▸ **Supplied text**
GPU Accelerated Supercomputing / AI / Deep Learning Cluster Solution
AMAX’s ClusterMax™ SuperG GPU computing clusters are powered by the NVIDIA® Tesla™ GPU computing platforms, based on NVIDIA’s V100 GPU Computing Accelerator, the world’s fastest, most advanced, and most efficient data center GPUs ever built.
Our cluster solutions are designed to boost throughput and save money for HPC and hyperscale data centers, delivering performance of up to 100 CPUs in a single Tesla V100 GPU, enabling data scientists, researchers, and engineers to tackle challenges that were once thought impossible.
Key features of Tesla V100:
- Volta Architecture - By pairing CUDA Cores and Tensor Cores within a unified architecture, a single server with Tesla V100 GPUs can replace hundreds of commodity CPU servers for traditional HPC and Deep Learning.
- Tensor Core - Equipped with 640 Tensor Cores, Tesla V100 delivers 120 TeraFLOPS of deep learning performance. That’s 12X Tensor FLOPS for DL Training, and 6X Tensor FLOPS for DL Inference when compared to NVIDIA Pascal™ GPUs.

▸ **Data excerpt**
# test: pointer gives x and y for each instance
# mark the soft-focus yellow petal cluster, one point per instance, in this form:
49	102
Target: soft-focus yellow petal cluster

▸ **Problem statement**
Rewrite the GPU cluster text from "GPU Accelerated Supercomputing" up to and including "GPUs ever built.", replacing "fastest" with "quickest".

▸ **Response to this exercise**
GPU Accelerated Supercomputing / AI / Deep Learning Cluster Solution
AMAX’s ClusterMax™ SuperG GPU computing clusters are powered by the NVIDIA® Tesla™ GPU computing platforms, based on NVIDIA’s V100 GPU Computing Accelerator, the world’s quickest, most advanced, and most efficient data center GPUs ever built.